**Records for this exercise:**
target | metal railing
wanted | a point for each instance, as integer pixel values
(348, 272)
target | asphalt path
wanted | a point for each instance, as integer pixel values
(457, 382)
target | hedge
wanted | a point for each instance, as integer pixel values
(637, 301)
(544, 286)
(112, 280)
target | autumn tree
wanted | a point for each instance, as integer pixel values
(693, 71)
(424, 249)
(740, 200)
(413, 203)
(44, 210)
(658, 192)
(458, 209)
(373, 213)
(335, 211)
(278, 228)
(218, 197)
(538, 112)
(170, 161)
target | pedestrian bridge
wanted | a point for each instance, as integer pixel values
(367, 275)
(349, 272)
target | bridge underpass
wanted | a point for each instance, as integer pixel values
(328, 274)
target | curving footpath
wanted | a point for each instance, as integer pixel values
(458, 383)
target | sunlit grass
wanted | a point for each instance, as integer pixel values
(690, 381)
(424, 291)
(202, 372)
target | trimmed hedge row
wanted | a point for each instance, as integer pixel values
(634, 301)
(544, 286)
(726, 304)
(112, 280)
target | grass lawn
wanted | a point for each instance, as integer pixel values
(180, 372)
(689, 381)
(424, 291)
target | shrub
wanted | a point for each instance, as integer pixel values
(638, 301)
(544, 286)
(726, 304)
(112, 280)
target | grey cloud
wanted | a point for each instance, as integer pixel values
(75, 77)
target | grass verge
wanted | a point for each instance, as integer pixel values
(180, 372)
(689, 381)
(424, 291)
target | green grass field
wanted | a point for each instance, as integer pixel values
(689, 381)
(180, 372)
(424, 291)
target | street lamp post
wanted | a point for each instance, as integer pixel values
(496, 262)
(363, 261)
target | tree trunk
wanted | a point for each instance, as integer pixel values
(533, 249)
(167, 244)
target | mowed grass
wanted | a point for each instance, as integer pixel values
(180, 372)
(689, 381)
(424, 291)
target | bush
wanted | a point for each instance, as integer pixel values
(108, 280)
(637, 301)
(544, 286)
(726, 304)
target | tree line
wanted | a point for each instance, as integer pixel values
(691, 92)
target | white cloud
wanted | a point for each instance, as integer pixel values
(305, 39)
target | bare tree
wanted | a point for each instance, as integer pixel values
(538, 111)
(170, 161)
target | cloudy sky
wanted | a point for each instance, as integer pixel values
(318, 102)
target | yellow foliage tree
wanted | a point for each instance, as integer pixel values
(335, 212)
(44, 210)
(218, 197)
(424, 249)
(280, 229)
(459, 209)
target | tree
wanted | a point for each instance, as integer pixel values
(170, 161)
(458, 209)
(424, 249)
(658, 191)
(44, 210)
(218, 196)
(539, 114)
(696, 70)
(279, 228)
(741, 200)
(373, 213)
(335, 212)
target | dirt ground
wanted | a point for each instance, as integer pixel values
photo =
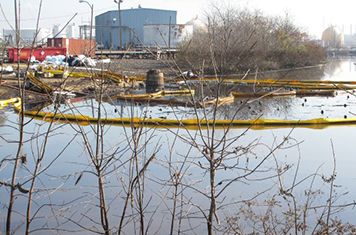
(83, 86)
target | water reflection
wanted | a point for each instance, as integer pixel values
(66, 194)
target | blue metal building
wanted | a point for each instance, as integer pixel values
(107, 26)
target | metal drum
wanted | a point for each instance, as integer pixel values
(154, 81)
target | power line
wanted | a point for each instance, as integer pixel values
(56, 17)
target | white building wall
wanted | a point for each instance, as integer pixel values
(157, 35)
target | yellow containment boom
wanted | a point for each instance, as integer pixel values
(158, 122)
(262, 94)
(39, 84)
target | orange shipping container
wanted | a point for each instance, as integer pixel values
(74, 46)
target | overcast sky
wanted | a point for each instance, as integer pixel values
(311, 15)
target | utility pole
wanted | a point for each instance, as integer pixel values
(120, 22)
(169, 32)
(91, 23)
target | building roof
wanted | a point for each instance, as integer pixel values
(137, 9)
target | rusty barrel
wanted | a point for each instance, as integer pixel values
(154, 81)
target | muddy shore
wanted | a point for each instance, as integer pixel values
(85, 86)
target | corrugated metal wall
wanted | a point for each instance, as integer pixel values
(133, 21)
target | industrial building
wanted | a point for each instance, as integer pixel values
(332, 38)
(107, 26)
(166, 35)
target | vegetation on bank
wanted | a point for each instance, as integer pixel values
(237, 40)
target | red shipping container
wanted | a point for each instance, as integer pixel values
(39, 53)
(74, 46)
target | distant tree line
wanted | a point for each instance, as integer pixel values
(236, 40)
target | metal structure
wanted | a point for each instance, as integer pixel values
(166, 35)
(108, 26)
(91, 21)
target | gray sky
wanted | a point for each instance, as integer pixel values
(311, 15)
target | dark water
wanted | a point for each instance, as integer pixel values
(66, 204)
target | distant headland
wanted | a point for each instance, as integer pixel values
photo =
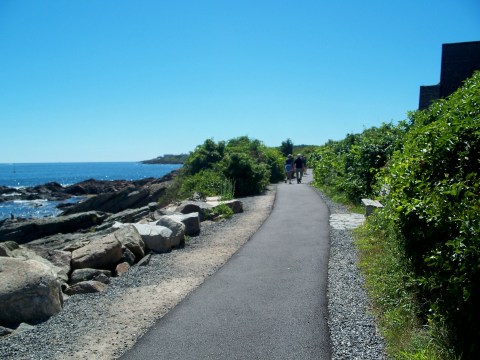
(167, 159)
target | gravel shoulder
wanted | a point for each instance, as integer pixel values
(104, 325)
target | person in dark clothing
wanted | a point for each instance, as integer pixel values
(289, 168)
(299, 168)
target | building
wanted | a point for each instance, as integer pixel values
(459, 61)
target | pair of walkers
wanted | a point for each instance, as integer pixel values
(297, 166)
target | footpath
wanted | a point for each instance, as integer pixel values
(268, 301)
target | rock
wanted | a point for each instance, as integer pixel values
(191, 222)
(58, 261)
(4, 331)
(86, 274)
(102, 278)
(177, 227)
(86, 287)
(100, 253)
(122, 268)
(25, 231)
(66, 242)
(202, 208)
(137, 195)
(127, 256)
(7, 247)
(61, 260)
(129, 237)
(145, 261)
(29, 292)
(156, 238)
(130, 215)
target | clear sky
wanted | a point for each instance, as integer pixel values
(117, 80)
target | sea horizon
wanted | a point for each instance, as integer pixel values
(23, 175)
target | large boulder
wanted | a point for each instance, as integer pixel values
(58, 261)
(131, 239)
(203, 209)
(156, 238)
(87, 274)
(134, 196)
(191, 222)
(101, 253)
(177, 227)
(86, 287)
(26, 231)
(29, 292)
(130, 215)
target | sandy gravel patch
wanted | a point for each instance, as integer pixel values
(105, 325)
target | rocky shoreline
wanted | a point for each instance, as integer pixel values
(44, 261)
(104, 324)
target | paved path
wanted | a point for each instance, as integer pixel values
(268, 302)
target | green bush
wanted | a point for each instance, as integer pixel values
(244, 164)
(350, 166)
(434, 202)
(206, 183)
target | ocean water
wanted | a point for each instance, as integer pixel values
(26, 175)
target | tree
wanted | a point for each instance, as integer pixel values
(286, 147)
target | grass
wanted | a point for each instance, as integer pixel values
(392, 294)
(391, 289)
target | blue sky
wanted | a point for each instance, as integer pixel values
(116, 80)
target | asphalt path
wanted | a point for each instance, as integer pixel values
(267, 302)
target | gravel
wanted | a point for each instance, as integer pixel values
(353, 331)
(105, 325)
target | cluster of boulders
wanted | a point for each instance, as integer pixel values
(44, 261)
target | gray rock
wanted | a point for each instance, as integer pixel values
(177, 227)
(86, 274)
(86, 287)
(26, 231)
(58, 261)
(131, 239)
(100, 253)
(7, 247)
(29, 292)
(130, 215)
(4, 331)
(191, 222)
(127, 256)
(156, 238)
(202, 208)
(122, 268)
(102, 278)
(145, 261)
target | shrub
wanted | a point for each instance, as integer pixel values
(206, 182)
(434, 202)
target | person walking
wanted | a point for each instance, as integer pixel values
(298, 166)
(289, 168)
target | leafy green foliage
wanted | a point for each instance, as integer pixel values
(286, 147)
(350, 166)
(222, 210)
(435, 200)
(427, 171)
(244, 164)
(168, 159)
(207, 182)
(204, 157)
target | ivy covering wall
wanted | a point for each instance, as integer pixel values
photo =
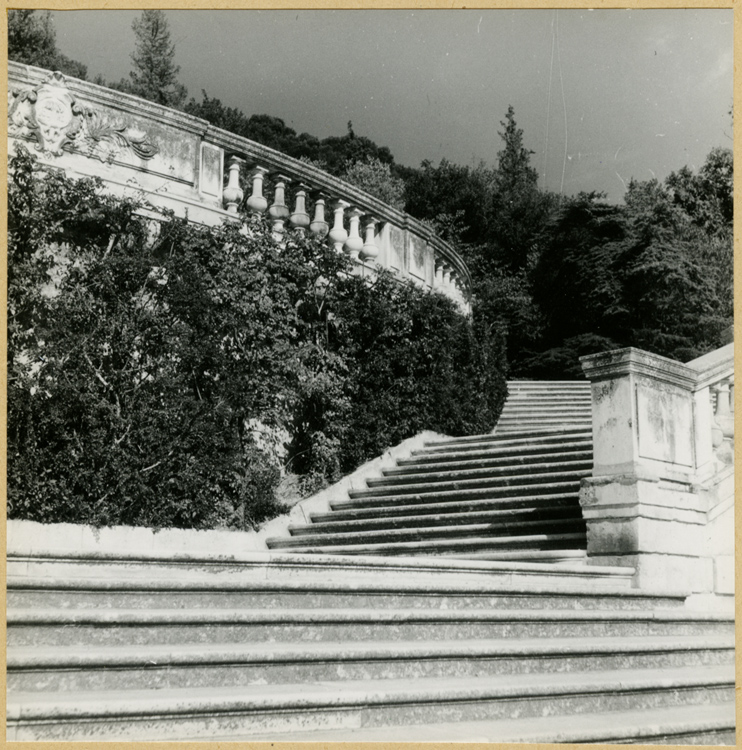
(169, 375)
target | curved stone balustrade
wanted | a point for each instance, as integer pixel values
(177, 161)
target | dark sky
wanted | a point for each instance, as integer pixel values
(602, 96)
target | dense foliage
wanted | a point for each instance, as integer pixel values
(561, 276)
(165, 374)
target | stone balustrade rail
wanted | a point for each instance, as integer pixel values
(184, 163)
(661, 498)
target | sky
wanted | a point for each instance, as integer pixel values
(603, 96)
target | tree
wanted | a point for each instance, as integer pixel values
(32, 40)
(376, 178)
(154, 376)
(517, 211)
(154, 76)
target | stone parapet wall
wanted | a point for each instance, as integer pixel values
(661, 498)
(179, 162)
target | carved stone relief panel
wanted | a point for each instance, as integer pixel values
(51, 117)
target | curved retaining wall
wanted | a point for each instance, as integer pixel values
(177, 161)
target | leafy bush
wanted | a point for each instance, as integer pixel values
(154, 366)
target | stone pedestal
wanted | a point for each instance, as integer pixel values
(642, 506)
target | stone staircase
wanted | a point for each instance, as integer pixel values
(295, 647)
(540, 405)
(511, 495)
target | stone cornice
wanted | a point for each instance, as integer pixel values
(632, 361)
(26, 75)
(713, 367)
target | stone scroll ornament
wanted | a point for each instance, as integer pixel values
(50, 116)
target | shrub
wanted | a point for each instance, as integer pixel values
(143, 355)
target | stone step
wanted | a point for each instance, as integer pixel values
(548, 384)
(548, 414)
(555, 557)
(517, 428)
(370, 498)
(90, 627)
(409, 466)
(530, 423)
(525, 479)
(569, 434)
(416, 530)
(704, 725)
(173, 713)
(515, 452)
(162, 666)
(448, 473)
(433, 546)
(330, 524)
(506, 586)
(527, 502)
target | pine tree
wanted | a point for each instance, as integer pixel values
(514, 170)
(517, 209)
(32, 40)
(154, 76)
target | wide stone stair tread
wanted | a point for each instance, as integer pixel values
(507, 529)
(325, 544)
(556, 481)
(408, 466)
(537, 438)
(444, 485)
(611, 726)
(359, 693)
(211, 653)
(333, 525)
(504, 493)
(359, 510)
(117, 616)
(454, 474)
(488, 450)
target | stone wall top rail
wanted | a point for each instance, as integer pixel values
(252, 152)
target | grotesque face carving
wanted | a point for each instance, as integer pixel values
(54, 117)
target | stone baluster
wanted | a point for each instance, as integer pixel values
(354, 243)
(447, 274)
(257, 202)
(300, 218)
(454, 280)
(723, 416)
(319, 227)
(233, 193)
(338, 235)
(278, 210)
(438, 273)
(369, 251)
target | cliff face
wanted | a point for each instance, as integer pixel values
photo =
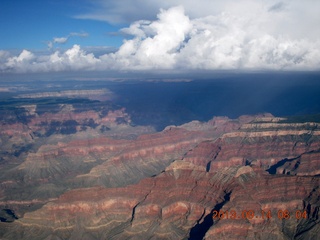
(256, 177)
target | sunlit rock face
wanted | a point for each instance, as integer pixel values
(108, 179)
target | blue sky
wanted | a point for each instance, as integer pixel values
(30, 24)
(155, 35)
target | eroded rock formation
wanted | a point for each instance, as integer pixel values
(171, 184)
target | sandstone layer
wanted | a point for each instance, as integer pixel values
(171, 184)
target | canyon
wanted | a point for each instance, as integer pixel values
(85, 171)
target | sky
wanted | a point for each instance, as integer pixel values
(151, 35)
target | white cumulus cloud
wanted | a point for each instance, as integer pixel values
(269, 36)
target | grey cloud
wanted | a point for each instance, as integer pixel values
(277, 7)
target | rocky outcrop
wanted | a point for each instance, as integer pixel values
(249, 178)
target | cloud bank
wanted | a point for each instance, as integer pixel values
(63, 40)
(262, 39)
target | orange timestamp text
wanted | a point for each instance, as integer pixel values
(262, 214)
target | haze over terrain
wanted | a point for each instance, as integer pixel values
(155, 119)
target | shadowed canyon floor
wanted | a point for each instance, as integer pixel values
(74, 168)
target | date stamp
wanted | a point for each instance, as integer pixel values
(262, 214)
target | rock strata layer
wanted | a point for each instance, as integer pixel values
(256, 177)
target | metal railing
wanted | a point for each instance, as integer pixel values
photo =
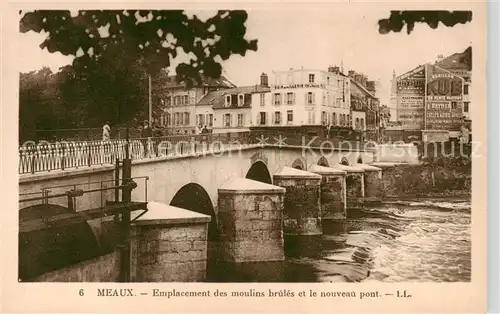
(52, 156)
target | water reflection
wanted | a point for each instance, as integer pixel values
(412, 241)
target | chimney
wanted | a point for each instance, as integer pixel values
(264, 80)
(363, 80)
(334, 69)
(370, 86)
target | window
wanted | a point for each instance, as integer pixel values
(241, 119)
(310, 98)
(248, 100)
(169, 119)
(262, 120)
(277, 99)
(289, 116)
(227, 120)
(241, 100)
(311, 78)
(277, 117)
(311, 117)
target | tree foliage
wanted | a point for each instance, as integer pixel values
(148, 38)
(398, 19)
(115, 51)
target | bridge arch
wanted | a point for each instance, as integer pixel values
(298, 164)
(259, 172)
(45, 250)
(344, 161)
(194, 197)
(323, 162)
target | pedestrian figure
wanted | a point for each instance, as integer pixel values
(106, 131)
(146, 135)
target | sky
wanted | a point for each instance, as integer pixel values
(314, 39)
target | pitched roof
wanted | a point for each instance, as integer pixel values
(461, 60)
(171, 82)
(216, 98)
(362, 89)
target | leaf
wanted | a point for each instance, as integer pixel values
(398, 19)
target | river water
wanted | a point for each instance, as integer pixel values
(421, 241)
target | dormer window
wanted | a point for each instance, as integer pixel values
(241, 100)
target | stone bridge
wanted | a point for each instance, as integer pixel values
(328, 181)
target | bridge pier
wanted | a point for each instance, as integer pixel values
(333, 192)
(169, 244)
(302, 207)
(251, 221)
(372, 183)
(355, 185)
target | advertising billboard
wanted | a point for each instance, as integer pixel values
(443, 103)
(410, 99)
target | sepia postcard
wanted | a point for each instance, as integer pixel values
(244, 157)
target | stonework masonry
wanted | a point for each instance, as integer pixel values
(372, 183)
(302, 206)
(251, 221)
(170, 248)
(333, 192)
(355, 186)
(104, 268)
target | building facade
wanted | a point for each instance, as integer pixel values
(433, 99)
(304, 97)
(179, 110)
(233, 107)
(365, 101)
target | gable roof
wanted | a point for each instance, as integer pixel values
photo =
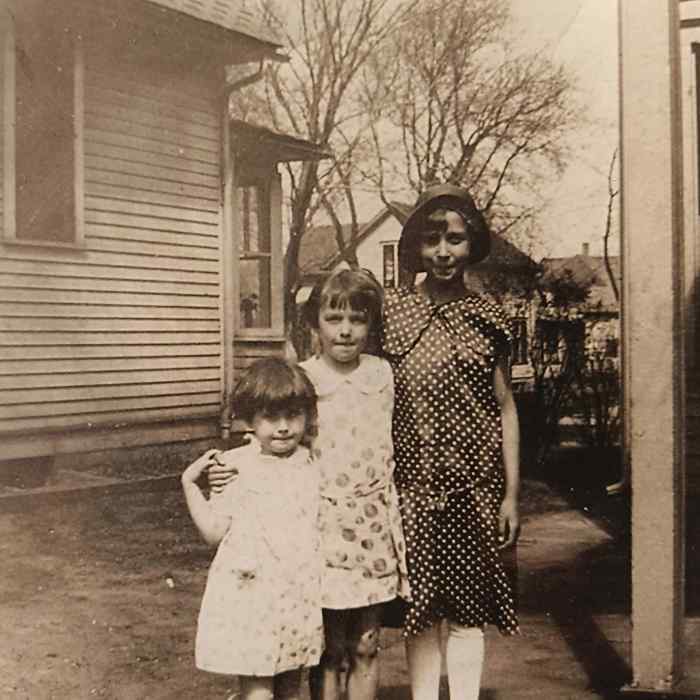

**Required work:** Retype exactly the lines from the first line of the records above through the line containing "target | curving footpath", both included, and nothing else.

**Problem solution:**
target | metal railing
wanted | a point for each instance, as integer pixel values
(348, 272)
target | asphalt path
wanted | a point for each instance, as integer pixel values
(457, 382)
target | hedge
wanted | a point for each instance, as integer pixel values
(637, 301)
(544, 286)
(112, 280)
target | autumn tree
wanted | a point for each instance, as integer pixel values
(693, 71)
(424, 249)
(740, 200)
(413, 203)
(44, 210)
(658, 192)
(458, 209)
(373, 213)
(335, 211)
(278, 228)
(218, 197)
(538, 112)
(170, 161)
target | pedestrian bridge
wanted | a point for each instance, as integer pixel values
(367, 275)
(349, 272)
target | bridge underpass
wanted | a point for each instance, as integer pixel values
(328, 274)
target | curving footpath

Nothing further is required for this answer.